** BEGIN Dataset content **

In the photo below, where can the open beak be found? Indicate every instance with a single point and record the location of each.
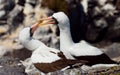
(42, 22)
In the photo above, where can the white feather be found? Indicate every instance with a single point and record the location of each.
(43, 55)
(66, 43)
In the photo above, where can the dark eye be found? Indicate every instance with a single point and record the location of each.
(56, 22)
(31, 34)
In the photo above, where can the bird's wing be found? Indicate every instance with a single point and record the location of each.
(84, 49)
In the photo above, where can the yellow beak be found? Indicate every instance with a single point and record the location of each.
(42, 22)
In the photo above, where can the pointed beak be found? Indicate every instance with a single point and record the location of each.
(46, 21)
(42, 22)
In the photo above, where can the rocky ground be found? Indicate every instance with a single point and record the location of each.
(17, 14)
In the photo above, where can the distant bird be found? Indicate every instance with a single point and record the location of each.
(81, 50)
(44, 58)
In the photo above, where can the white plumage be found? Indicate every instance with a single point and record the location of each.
(78, 51)
(44, 58)
(66, 43)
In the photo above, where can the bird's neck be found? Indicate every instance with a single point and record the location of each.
(32, 44)
(65, 38)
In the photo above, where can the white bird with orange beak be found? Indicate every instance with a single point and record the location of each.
(81, 50)
(44, 58)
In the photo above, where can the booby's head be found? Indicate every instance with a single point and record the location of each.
(25, 36)
(61, 20)
(27, 33)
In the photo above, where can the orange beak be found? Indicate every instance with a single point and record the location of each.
(42, 22)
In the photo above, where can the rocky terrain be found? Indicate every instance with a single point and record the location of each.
(103, 31)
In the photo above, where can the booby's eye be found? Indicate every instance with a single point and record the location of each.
(56, 22)
(31, 34)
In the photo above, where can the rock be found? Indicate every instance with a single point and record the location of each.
(11, 66)
(15, 17)
(22, 53)
(113, 51)
(28, 9)
(2, 13)
(3, 51)
(3, 30)
(29, 67)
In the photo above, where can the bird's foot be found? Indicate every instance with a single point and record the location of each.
(77, 65)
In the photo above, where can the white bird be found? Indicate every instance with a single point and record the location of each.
(44, 58)
(81, 50)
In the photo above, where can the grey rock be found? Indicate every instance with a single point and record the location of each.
(9, 66)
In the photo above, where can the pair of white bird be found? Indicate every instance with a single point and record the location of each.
(48, 59)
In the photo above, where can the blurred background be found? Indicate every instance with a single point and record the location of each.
(96, 21)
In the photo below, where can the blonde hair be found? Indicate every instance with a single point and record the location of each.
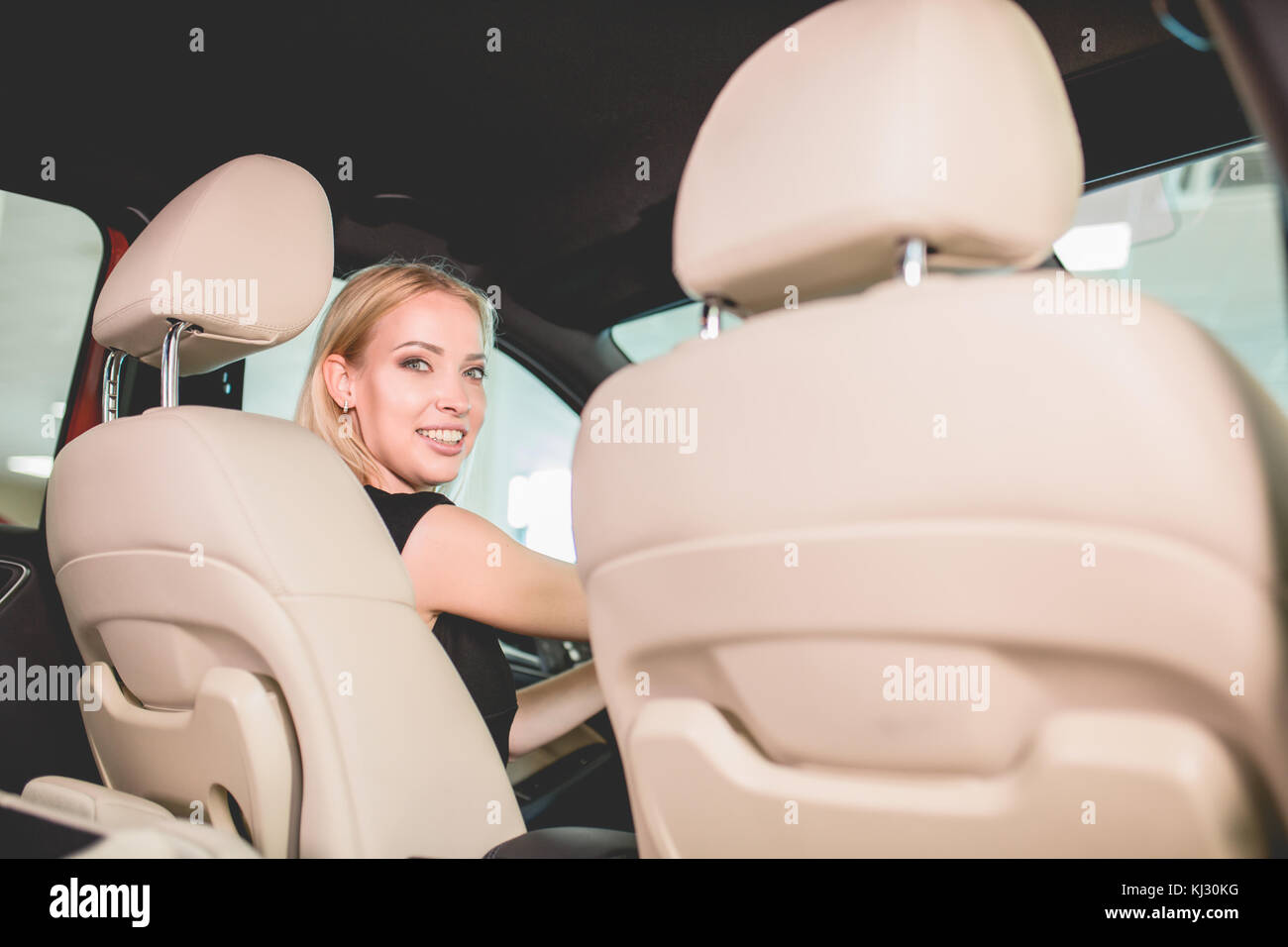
(366, 298)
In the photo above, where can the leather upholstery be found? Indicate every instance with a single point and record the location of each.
(936, 119)
(257, 226)
(1089, 509)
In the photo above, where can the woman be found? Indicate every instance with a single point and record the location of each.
(395, 386)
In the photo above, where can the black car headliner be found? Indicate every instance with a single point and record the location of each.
(519, 165)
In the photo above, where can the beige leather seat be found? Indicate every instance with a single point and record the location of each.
(941, 575)
(256, 624)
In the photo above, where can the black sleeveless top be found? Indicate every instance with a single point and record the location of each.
(473, 647)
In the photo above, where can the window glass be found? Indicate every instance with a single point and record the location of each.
(657, 333)
(519, 474)
(1207, 239)
(50, 261)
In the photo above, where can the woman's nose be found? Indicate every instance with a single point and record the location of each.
(454, 398)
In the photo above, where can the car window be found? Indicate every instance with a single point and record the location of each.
(519, 474)
(657, 333)
(50, 262)
(1206, 237)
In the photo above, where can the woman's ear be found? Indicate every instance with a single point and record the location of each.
(338, 377)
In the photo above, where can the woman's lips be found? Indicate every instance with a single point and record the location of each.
(446, 450)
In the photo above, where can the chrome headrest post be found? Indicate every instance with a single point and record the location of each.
(913, 262)
(711, 307)
(112, 382)
(170, 361)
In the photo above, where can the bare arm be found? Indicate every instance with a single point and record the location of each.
(464, 565)
(554, 706)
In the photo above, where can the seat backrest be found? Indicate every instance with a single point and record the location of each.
(939, 570)
(259, 648)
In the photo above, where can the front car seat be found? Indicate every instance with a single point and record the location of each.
(253, 624)
(940, 571)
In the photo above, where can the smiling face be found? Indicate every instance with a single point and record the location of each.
(417, 397)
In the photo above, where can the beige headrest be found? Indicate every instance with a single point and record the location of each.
(246, 253)
(870, 123)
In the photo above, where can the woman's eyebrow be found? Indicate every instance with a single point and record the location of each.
(471, 357)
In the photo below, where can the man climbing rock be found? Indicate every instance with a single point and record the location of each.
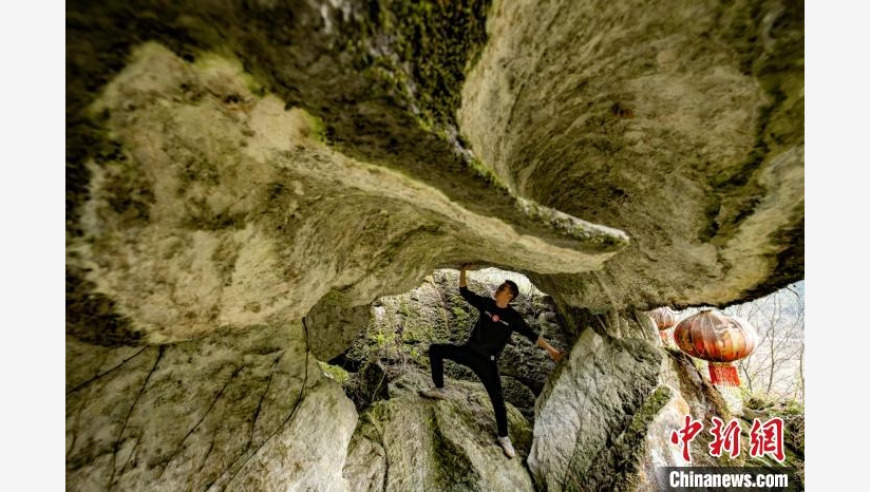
(497, 321)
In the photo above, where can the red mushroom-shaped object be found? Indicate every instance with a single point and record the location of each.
(664, 318)
(718, 339)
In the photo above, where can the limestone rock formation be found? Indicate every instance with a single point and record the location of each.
(228, 412)
(409, 444)
(244, 179)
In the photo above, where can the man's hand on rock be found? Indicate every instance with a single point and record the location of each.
(556, 354)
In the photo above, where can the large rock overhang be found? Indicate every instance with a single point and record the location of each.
(230, 166)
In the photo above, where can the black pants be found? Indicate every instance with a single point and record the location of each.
(485, 368)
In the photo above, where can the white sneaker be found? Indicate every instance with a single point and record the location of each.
(507, 446)
(434, 392)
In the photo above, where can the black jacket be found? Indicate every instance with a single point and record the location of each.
(494, 326)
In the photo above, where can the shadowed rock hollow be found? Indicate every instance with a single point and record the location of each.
(235, 167)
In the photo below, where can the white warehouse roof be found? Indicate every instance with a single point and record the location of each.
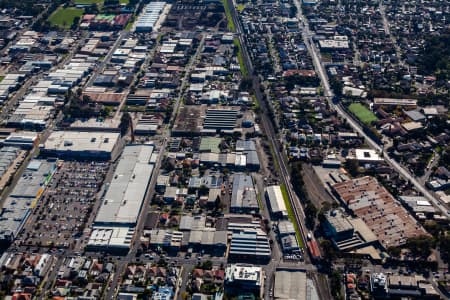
(77, 141)
(276, 200)
(126, 193)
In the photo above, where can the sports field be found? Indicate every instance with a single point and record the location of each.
(362, 113)
(63, 17)
(87, 2)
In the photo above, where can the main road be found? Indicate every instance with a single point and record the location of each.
(320, 69)
(267, 125)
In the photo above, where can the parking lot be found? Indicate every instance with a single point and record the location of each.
(61, 215)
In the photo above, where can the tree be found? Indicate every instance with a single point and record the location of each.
(217, 203)
(310, 215)
(246, 84)
(394, 251)
(420, 246)
(444, 247)
(336, 284)
(337, 86)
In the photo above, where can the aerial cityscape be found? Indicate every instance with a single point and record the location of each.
(224, 149)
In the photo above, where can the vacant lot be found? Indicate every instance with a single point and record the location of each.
(63, 17)
(362, 113)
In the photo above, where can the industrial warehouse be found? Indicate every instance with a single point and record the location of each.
(122, 203)
(77, 144)
(23, 198)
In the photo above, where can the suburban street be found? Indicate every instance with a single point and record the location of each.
(328, 93)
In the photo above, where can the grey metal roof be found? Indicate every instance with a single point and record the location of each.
(125, 195)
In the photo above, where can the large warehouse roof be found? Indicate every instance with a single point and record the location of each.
(276, 200)
(125, 195)
(290, 285)
(77, 141)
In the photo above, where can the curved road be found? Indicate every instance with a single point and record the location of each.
(320, 69)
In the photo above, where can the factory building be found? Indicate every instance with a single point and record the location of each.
(243, 197)
(242, 279)
(249, 245)
(28, 190)
(275, 199)
(78, 144)
(118, 214)
(150, 15)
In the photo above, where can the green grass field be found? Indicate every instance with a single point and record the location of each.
(87, 2)
(291, 215)
(63, 17)
(231, 26)
(240, 58)
(362, 113)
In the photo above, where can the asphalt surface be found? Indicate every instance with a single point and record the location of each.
(267, 126)
(320, 69)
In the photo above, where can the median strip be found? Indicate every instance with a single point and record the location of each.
(291, 214)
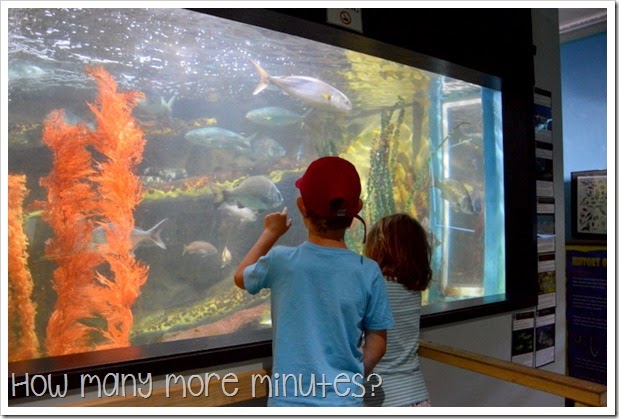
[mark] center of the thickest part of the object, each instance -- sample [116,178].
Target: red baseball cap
[327,179]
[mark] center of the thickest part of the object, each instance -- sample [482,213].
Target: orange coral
[96,284]
[23,342]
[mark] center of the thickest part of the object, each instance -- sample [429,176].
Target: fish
[25,70]
[265,318]
[215,137]
[274,116]
[256,192]
[457,195]
[155,106]
[199,247]
[138,236]
[266,148]
[242,214]
[433,240]
[226,257]
[311,91]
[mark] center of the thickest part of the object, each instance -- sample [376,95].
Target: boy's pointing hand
[277,223]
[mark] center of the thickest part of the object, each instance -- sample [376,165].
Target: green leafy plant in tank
[380,197]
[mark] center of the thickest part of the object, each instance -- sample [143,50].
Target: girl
[400,246]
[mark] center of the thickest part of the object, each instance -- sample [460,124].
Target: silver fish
[215,137]
[201,248]
[274,116]
[256,192]
[309,90]
[155,106]
[138,236]
[457,195]
[241,214]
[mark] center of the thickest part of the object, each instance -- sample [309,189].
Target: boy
[325,299]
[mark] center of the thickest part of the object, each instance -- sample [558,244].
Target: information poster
[523,337]
[546,234]
[545,336]
[586,312]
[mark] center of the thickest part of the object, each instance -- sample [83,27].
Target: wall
[451,386]
[584,87]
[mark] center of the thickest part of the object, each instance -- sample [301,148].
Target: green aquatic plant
[215,307]
[380,197]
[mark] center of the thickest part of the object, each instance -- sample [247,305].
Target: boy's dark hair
[331,189]
[324,224]
[399,244]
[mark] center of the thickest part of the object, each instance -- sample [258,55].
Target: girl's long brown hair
[399,244]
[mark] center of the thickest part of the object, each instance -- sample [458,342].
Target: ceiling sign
[348,18]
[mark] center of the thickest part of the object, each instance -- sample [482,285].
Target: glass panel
[135,210]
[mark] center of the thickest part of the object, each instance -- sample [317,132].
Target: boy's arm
[374,349]
[275,225]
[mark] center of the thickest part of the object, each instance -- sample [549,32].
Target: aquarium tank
[145,146]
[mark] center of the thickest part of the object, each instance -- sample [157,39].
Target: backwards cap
[331,187]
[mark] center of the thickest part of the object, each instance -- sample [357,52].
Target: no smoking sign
[347,18]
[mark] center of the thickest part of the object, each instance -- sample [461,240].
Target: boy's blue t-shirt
[322,299]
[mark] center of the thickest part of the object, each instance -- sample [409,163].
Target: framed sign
[589,203]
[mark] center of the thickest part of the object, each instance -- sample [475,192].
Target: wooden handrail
[583,392]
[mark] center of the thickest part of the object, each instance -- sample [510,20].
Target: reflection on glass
[141,248]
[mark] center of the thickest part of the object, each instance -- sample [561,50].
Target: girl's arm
[275,225]
[374,349]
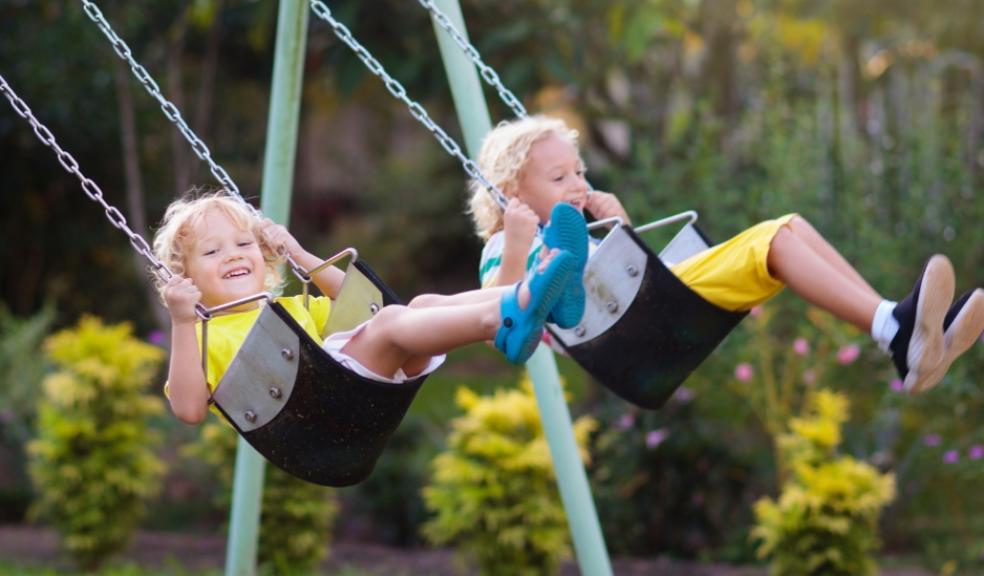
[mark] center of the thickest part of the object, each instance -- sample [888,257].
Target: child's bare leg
[808,234]
[399,335]
[407,337]
[469,297]
[820,282]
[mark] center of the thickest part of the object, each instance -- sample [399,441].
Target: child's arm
[605,205]
[187,390]
[519,228]
[329,280]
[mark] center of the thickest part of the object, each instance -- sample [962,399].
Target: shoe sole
[963,333]
[926,345]
[571,235]
[542,300]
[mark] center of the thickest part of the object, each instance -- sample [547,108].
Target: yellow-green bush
[826,518]
[493,492]
[92,463]
[297,516]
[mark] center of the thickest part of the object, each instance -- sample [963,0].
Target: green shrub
[297,516]
[825,520]
[93,463]
[494,492]
[670,481]
[21,372]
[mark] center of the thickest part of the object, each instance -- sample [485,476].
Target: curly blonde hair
[174,238]
[504,153]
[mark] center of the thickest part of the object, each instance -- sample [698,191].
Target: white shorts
[335,342]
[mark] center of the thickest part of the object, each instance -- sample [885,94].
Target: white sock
[884,326]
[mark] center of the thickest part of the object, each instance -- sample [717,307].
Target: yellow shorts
[734,275]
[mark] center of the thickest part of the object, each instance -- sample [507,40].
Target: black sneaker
[962,327]
[918,347]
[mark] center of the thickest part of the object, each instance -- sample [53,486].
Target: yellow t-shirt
[227,333]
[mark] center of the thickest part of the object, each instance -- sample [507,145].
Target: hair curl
[505,151]
[174,238]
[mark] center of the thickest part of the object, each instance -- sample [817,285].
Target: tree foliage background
[866,117]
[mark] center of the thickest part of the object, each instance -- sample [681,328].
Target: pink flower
[656,437]
[744,372]
[801,347]
[848,354]
[976,452]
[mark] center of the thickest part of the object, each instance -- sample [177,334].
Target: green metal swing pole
[589,543]
[278,177]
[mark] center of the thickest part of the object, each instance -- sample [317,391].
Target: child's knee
[424,301]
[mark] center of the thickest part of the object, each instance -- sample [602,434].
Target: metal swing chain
[174,115]
[91,189]
[399,92]
[490,76]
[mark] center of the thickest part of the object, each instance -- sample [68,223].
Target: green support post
[589,543]
[278,177]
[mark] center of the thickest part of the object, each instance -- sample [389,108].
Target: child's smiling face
[553,173]
[223,260]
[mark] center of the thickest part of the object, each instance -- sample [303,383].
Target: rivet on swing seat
[642,335]
[303,411]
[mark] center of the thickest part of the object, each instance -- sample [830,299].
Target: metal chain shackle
[90,188]
[174,115]
[400,93]
[490,76]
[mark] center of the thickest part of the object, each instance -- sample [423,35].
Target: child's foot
[962,327]
[917,349]
[567,231]
[525,309]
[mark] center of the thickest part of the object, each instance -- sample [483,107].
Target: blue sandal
[522,329]
[567,231]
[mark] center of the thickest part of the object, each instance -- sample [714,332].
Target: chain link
[91,189]
[400,93]
[174,115]
[490,76]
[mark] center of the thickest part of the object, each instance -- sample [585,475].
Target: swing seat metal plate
[261,377]
[660,338]
[330,425]
[612,278]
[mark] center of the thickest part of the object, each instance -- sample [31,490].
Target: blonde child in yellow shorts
[535,161]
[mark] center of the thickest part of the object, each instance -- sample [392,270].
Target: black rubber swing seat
[644,331]
[302,410]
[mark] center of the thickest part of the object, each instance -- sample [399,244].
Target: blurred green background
[865,117]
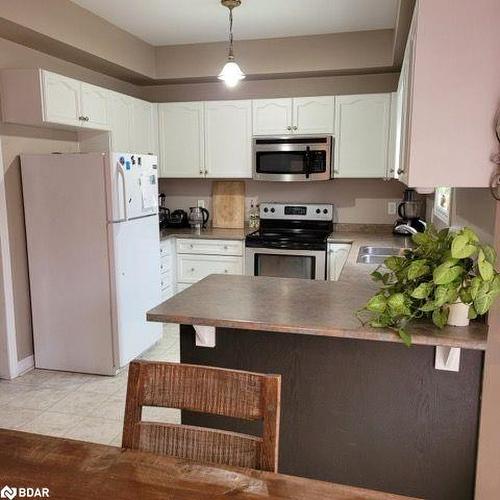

** END Dataset content **

The task = Gather every line of the material above that contains the word "blonde". Case counts.

Task solution =
In the photo below, where can the blonde hair be found? Indicate every instance with a single point and record the location of each.
Target: curly blonde hair
Target: blonde child in yellow shorts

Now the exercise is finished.